Bir derlemeden kayıtlar:
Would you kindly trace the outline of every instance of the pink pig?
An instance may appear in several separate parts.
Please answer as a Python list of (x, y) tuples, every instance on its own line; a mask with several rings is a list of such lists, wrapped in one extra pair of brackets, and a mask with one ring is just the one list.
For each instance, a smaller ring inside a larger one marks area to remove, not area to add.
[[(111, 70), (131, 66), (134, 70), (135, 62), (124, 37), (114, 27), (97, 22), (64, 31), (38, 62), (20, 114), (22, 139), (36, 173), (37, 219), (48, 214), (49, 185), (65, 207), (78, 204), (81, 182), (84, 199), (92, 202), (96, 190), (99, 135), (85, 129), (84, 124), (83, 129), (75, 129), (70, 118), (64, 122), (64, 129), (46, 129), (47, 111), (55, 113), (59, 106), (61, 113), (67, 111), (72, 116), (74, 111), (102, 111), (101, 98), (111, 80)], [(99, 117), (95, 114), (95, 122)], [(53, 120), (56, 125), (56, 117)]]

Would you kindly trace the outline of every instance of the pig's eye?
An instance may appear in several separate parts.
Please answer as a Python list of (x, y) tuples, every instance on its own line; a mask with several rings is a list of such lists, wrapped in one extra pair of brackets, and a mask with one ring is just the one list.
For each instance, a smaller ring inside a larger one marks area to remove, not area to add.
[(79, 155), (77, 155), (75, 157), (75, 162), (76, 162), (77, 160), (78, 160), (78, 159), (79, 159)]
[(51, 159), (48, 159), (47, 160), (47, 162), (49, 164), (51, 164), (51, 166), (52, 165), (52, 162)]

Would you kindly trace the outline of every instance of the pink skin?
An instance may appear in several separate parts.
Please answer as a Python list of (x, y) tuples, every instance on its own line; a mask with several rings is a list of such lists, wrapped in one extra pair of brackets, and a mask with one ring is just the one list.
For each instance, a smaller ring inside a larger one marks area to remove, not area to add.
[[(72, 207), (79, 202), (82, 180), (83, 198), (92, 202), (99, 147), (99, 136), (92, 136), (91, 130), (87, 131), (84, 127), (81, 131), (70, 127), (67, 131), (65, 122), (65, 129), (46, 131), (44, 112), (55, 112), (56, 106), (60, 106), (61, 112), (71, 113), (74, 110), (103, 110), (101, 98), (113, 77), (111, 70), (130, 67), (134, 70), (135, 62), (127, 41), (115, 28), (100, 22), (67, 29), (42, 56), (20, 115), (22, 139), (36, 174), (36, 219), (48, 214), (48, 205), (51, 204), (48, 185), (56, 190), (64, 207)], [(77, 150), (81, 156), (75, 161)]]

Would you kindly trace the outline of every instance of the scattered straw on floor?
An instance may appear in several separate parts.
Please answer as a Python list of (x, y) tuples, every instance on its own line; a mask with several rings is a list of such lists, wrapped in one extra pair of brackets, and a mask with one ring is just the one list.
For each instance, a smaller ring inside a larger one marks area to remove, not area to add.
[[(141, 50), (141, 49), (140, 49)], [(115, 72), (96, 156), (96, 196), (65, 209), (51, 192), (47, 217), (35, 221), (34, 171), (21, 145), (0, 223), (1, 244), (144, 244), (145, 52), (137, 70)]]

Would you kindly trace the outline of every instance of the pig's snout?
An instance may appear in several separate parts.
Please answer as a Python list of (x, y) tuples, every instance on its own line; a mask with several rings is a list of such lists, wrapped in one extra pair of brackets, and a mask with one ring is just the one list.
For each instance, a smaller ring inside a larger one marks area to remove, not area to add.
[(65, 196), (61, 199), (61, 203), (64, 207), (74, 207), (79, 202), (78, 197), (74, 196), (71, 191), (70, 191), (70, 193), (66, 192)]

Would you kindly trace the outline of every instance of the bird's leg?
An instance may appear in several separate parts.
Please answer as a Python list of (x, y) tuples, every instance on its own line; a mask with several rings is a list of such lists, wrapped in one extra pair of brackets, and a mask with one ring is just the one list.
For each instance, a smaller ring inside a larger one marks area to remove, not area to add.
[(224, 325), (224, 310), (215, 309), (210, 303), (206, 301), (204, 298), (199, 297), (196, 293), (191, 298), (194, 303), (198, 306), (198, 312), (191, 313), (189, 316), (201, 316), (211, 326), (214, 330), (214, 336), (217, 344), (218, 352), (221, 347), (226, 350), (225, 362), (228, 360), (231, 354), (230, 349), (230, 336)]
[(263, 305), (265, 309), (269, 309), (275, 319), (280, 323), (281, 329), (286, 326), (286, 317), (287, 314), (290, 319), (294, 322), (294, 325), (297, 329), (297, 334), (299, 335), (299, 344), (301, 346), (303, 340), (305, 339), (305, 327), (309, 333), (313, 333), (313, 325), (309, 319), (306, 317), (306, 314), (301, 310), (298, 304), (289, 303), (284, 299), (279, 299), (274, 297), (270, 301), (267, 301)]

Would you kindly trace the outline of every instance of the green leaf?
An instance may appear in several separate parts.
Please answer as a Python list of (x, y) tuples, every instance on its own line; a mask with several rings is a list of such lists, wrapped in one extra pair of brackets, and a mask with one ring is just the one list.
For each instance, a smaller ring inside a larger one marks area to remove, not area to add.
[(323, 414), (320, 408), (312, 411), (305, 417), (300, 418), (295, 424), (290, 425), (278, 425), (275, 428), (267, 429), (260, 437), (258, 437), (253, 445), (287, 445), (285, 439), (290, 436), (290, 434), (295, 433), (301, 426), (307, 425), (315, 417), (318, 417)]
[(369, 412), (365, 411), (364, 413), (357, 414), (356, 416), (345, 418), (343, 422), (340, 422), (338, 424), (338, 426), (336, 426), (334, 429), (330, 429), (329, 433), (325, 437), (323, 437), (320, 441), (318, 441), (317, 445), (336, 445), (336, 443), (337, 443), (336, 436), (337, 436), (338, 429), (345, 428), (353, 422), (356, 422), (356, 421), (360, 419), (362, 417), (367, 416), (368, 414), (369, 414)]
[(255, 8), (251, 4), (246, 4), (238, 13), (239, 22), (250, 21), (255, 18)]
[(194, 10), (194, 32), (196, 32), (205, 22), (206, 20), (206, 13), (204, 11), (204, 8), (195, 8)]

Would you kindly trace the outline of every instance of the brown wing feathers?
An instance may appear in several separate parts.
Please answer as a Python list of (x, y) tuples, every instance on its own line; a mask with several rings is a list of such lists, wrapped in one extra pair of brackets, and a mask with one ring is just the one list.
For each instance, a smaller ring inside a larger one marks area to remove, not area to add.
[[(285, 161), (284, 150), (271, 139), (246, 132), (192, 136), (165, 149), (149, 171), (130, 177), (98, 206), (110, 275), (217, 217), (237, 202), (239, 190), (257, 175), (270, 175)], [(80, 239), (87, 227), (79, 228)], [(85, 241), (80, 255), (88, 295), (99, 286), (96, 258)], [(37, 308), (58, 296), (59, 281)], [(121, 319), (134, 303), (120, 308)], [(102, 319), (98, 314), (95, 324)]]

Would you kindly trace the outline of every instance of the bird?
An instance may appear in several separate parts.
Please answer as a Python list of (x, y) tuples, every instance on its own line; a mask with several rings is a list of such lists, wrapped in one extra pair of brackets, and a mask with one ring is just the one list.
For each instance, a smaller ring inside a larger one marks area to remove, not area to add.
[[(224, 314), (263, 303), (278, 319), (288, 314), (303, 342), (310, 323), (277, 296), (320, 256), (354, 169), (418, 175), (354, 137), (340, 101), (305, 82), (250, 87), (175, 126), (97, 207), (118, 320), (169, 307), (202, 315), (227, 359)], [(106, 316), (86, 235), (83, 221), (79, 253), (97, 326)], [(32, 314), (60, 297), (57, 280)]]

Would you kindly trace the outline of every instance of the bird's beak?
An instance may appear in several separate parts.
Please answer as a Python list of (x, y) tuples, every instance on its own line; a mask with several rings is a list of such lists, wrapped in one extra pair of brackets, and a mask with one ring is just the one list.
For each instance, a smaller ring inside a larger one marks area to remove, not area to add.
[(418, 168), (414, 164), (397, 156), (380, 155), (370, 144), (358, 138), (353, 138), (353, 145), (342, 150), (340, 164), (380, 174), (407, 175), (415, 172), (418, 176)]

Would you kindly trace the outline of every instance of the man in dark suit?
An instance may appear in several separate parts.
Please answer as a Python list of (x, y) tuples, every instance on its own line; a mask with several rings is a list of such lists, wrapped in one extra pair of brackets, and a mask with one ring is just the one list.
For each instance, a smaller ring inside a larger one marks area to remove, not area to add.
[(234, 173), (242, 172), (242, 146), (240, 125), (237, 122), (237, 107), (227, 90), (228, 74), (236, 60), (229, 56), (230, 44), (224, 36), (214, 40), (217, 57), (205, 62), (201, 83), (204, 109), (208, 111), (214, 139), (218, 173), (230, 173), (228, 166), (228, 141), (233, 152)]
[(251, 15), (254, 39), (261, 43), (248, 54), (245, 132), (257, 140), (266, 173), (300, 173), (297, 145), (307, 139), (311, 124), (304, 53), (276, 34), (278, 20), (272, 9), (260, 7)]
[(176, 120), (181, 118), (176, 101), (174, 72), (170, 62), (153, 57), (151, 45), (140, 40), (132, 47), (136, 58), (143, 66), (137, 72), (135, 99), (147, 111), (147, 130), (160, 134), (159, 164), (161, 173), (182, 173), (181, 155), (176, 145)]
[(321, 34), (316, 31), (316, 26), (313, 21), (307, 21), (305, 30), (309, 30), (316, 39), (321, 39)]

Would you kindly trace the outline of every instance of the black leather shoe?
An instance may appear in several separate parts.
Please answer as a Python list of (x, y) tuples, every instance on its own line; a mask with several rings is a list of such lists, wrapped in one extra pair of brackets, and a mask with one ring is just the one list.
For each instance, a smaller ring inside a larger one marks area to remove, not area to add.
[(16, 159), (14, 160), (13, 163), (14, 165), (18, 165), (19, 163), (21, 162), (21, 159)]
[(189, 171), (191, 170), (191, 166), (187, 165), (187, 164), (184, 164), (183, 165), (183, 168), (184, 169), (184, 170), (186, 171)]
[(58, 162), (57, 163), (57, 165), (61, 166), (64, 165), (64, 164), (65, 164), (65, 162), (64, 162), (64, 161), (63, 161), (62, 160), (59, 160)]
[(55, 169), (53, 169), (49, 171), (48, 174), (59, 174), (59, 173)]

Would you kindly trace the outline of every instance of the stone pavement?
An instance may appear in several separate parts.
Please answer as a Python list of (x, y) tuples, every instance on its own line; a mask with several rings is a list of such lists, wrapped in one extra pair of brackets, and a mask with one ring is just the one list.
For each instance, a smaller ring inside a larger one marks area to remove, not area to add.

* **Alıştırma Ayrıntıları**
"the stone pavement?" ifadesini içeren satırdan listenin sonuna kadar olan satırları, iki uç da dahil olmak üzere, hiçbir değişiklik yapmadan yazdırın.

* **Nihai Yanıt**
Would you kindly trace the outline of every instance of the stone pavement?
An instance may appear in several separate parts.
Please answer as a Python list of (x, y) tuples, every instance on its own line; a mask with several rings is a list of such lists, wrapped in one extra pair of brackets, and a mask with one ring is just the one list.
For each instance, a smaller ring inside a larger one marks area to remove, not area to add.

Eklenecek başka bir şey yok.